# PROBLEM STATEMENT
Reproduce the Lucas Heights reactor passage word for word, between "Another regular piece" and "cars,’’ Mr Jenkinson says.", inclusive.

(SELECTED PASSAGE begins)

Close by is the now-defunct High Flux Australia Reactor (HIFAR), which opened in 1958.

Before entering the OPAL building, we visit staff working with material generated by the reactor

On the door to a building where nuclear medicines are prepared for dispatch to hospitals around Australia and overseas, a sign reads: “Australian made goods proudly sold here.’’

Half of the Australian population will benefit from nuclear medicine products created at Lucas Heights.

ANSTO executive Shaun Jenkinson, who has responsibility for business operations, is justifiably proud of the work staff do to prepare the product Technetium-99m.

The reactor is used to create the parent-product Molybdenum-99, which depletes into Technetium-99m.

The product can then be used in scans for cancer and heart diseases.

“The quality of these scans is getting better so they can see so much more,’’ Mr Jenkinson says.

“And good diagnosis means you save on treatment because you’re not giving people the stuff they don’t need.’’

About 10,000 doses of Technetium-99m are manufactured each week.

Some doses are flown by Qantas in containers lined with depleted uranium to the United States, China, Japan, Korea and South Africa.

The completion of a new production facility at Lucas Heights and the closure of an ageing Canadian reactor next year will see Australia’s share of the global technetium-99m market expand dramatically.

“At the moment we’re doing five to six per cent of global supply,’’ Mr Jenkinson says. “With our new facility – the upscale facility – that will take us to around 25 per cent of global supply, so we’ll be a major player.’’

Another regular piece of work for the reactor is irradiating silicon to create semi-conductors for advanced electronics.

“We get large silicon crystals, we put them in the reactor, dope them through with neutrons, which then get processed into wafers and used in high-end electronics, such as high-speed trains and hybrid cars,’’ Mr Jenkinson says.

“At ANSTO we have about 35 per cent of the supply for that – we’re the biggest in the world for doping silicon.’’

In a Bunning’s Warehouse-sized hall containing instruments with names such as “Wombat’’ and Echidna’’ researchers at the Bragg Institute use neutrons to conduct an array of research projects.

Bragg Institute scientific co-ordinator Joseph Bevitt explains that neutrons can penetrate objects far more deeply than X-rays.

“Neutrons pass through materials and as they pass through they interact with the materials,’’ he says. “That means you can use neutrons for imaging inside a material. So, you’ve got fossils inside the rocks you can see them.’’

Industrial research includes work on improving solar panels, assessing the strength of British-built oil pipelines that will be used in the Middle-East and even studying the properties of eye drops and solar panels

It’s time to visit OPAL itself.

(SELECTED PASSAGE ends)
(RECORDS SUPPLIED begins)

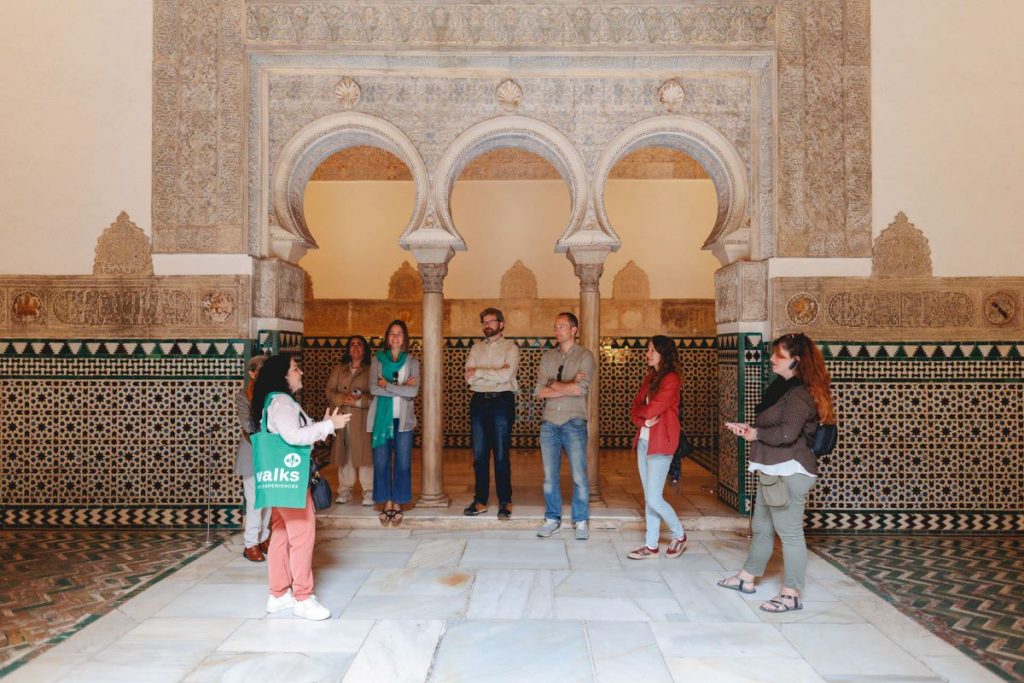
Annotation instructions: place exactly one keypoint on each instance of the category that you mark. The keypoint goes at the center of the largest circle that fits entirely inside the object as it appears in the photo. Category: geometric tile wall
(623, 367)
(930, 438)
(119, 432)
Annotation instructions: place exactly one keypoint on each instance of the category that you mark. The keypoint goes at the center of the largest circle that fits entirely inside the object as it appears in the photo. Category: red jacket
(665, 434)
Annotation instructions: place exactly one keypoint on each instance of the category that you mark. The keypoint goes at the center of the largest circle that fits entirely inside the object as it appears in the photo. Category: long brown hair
(812, 371)
(670, 358)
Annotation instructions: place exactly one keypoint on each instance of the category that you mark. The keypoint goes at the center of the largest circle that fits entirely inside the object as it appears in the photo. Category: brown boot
(253, 554)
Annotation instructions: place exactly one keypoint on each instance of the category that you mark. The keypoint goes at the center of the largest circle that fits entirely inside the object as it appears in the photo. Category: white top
(285, 417)
(779, 469)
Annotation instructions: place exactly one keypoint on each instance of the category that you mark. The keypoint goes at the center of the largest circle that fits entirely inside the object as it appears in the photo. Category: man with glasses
(491, 371)
(563, 380)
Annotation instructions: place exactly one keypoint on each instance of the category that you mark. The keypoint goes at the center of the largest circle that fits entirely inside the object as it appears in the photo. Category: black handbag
(824, 440)
(320, 488)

(RECORDS SUPPLIED ends)

# YOUR RESPONSE
Another regular piece of work for the reactor is irradiating silicon to create semi-conductors for advanced electronics.

“We get large silicon crystals, we put them in the reactor, dope them through with neutrons, which then get processed into wafers and used in high-end electronics, such as high-speed trains and hybrid cars,’’ Mr Jenkinson says.